INFORMATION PROVIDED
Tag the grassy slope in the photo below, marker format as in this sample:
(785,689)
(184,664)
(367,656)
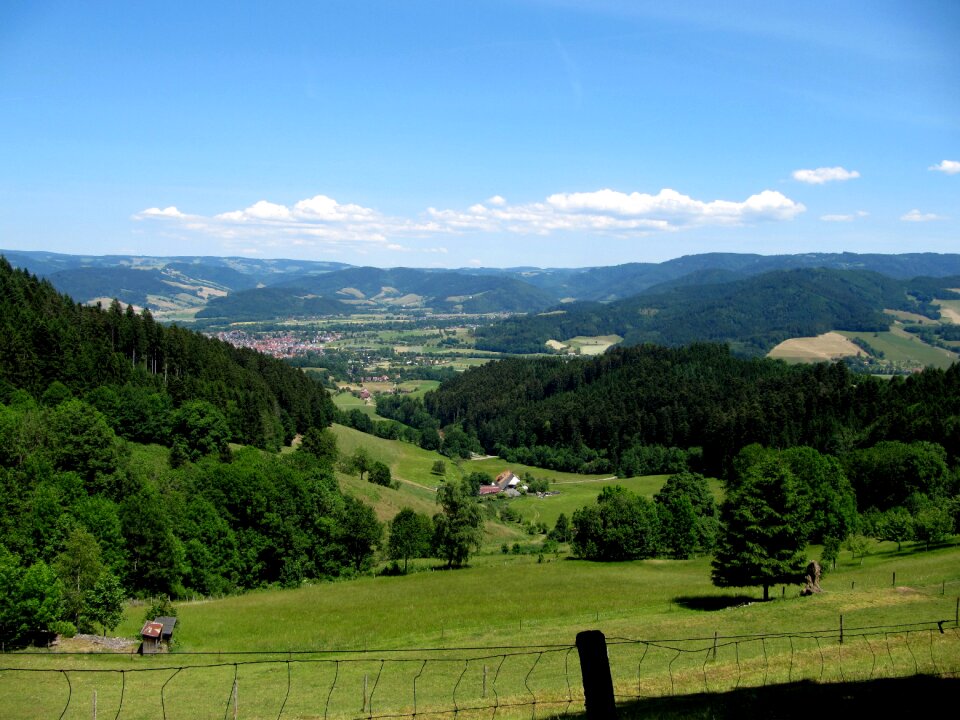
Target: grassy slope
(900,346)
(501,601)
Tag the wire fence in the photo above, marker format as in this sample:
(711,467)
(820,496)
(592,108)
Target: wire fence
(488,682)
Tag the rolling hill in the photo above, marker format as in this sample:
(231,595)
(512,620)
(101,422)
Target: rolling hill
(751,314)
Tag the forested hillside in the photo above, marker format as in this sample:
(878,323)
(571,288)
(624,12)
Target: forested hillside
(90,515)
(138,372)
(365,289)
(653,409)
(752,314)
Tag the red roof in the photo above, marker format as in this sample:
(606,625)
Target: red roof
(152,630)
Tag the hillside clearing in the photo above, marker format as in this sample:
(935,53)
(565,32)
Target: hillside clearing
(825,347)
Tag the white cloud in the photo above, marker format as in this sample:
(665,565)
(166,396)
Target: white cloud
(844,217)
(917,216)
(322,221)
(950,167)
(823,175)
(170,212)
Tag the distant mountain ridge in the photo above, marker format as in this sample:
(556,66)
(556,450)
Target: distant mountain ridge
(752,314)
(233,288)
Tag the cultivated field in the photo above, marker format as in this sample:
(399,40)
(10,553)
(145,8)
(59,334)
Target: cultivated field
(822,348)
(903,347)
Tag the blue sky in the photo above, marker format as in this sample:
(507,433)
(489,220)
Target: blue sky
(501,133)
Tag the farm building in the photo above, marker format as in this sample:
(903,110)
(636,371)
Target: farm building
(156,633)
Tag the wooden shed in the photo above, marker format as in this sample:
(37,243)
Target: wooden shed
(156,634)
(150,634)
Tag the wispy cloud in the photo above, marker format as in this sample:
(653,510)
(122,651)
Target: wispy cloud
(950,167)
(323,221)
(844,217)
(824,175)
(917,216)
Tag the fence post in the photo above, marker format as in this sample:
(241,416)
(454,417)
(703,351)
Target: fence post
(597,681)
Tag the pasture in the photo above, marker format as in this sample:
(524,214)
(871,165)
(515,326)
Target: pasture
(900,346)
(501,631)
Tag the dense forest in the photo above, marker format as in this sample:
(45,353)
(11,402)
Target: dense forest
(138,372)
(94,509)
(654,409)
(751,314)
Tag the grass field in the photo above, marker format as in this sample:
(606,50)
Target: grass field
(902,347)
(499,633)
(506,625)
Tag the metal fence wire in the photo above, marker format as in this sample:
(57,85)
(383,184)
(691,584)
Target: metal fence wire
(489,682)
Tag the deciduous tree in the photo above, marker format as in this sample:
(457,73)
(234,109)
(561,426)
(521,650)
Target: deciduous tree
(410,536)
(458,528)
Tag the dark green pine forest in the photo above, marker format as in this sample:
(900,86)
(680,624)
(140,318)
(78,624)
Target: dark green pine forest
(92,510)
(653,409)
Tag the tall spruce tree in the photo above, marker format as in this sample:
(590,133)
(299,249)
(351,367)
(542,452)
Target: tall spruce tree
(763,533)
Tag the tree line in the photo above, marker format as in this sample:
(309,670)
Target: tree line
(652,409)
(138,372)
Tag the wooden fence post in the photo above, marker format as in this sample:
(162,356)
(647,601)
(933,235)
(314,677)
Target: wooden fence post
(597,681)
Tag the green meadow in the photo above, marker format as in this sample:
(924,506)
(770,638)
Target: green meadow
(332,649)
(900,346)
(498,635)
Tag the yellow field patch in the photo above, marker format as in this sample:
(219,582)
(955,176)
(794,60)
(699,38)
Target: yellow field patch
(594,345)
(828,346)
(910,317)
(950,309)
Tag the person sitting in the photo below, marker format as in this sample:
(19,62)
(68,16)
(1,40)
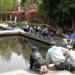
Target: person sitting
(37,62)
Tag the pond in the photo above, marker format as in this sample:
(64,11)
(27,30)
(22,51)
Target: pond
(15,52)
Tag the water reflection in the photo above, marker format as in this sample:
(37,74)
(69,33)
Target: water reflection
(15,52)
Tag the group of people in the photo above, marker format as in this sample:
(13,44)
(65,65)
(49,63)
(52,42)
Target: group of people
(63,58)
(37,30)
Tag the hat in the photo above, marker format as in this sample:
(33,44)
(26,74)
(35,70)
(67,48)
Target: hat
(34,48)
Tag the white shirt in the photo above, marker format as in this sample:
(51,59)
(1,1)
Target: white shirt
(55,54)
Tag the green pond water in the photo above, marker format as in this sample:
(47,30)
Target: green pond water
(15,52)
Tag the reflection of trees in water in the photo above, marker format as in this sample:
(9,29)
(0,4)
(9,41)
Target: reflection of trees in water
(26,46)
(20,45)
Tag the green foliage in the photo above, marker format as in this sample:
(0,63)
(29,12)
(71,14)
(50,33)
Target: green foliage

REQUIRED ACTION
Filter the data, keeping only the lines that contain "below".

RESPONSE AREA
Tag the grassy slope in the photo below, marker format as in this sample:
Tag the person sitting in the photo below, marker format as in this sample:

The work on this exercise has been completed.